◆ **TASK TO CARRY OUT**
Convert the listing below into a JSON list of strings, with one string for each line and blank lines left out.

◆ **SUPPLIED RECORDS**
---

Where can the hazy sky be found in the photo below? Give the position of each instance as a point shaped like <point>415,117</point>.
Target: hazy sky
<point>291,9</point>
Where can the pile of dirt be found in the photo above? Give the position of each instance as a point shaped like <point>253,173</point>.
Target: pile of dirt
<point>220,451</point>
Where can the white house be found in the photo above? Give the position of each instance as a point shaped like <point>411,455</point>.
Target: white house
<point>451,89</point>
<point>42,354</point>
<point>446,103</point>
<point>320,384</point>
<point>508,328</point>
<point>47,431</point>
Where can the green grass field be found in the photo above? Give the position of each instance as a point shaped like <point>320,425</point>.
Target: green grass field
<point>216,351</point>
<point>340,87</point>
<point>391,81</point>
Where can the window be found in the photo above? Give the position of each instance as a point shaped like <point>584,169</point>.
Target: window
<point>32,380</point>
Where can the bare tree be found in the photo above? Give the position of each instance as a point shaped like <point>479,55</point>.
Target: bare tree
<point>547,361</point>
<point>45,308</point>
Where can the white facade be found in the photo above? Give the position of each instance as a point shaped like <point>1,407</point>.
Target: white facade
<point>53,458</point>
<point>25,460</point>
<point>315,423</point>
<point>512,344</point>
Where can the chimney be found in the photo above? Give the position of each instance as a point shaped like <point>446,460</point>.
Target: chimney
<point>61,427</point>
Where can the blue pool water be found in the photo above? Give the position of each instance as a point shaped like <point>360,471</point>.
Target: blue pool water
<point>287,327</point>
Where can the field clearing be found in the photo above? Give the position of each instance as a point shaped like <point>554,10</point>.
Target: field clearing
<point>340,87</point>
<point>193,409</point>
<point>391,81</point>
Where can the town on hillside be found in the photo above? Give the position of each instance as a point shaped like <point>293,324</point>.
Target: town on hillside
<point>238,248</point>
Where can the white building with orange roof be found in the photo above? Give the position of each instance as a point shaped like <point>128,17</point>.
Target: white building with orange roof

---

◆ **THE REPLY**
[
  "Where can the hazy sky be found in the photo below? Give the position of each instance as a point shaped like <point>415,117</point>.",
  "Target: hazy sky",
  "<point>291,9</point>",
  "Where can the pile of dirt be found in the photo above? Give the position of each instance as a point shaped like <point>253,173</point>.",
  "Target: pile of dirt",
  "<point>220,451</point>",
  "Where can the white house be found in the photo above? Give the position of each instance as a point shaped like <point>411,455</point>.",
  "Target: white house",
  "<point>451,89</point>",
  "<point>42,354</point>",
  "<point>446,103</point>",
  "<point>320,384</point>",
  "<point>508,328</point>",
  "<point>47,431</point>",
  "Where can the green grass field be found in the photo above? Give the position of each instance as a point shaped like <point>320,425</point>.",
  "Target: green grass field",
  "<point>216,351</point>",
  "<point>340,87</point>",
  "<point>391,81</point>",
  "Where can the window be found in the photo above? Give the position of each instance as a point shaped like <point>584,169</point>.",
  "Target: window",
  "<point>32,380</point>",
  "Where can the bare tree be found in the photo above? Give the position of each instance as a point shaped like <point>479,55</point>.",
  "Target: bare tree",
  "<point>547,361</point>",
  "<point>45,308</point>",
  "Where can the white facade be found in the photo above? Give the position of each instance as a point shaped like <point>1,407</point>.",
  "Target: white facade",
  "<point>53,458</point>",
  "<point>25,460</point>",
  "<point>315,423</point>",
  "<point>512,344</point>",
  "Where can the chimney be found in the photo above? Give the position of each instance as a point shaped like <point>446,460</point>.",
  "Target: chimney",
  "<point>61,427</point>",
  "Where can the blue pool water be found in the photo above? Give the position of each instance as a point shaped like <point>360,471</point>.",
  "Target: blue pool water",
  "<point>287,327</point>",
  "Where can the field clearing be found in the photo above? Give the position of each instance as a point shaped like <point>554,10</point>.",
  "Target: field clearing",
  "<point>340,87</point>",
  "<point>193,409</point>",
  "<point>391,81</point>",
  "Where can the town on hillside be found in the photo above? Give the position of each instance as a point shaped like <point>293,324</point>.",
  "Target: town on hillside",
  "<point>238,248</point>",
  "Where can the white building with orange roof be found in the photo above? Give the position of each instance as a point shaped like <point>128,17</point>.",
  "Target: white building with orange roof"
]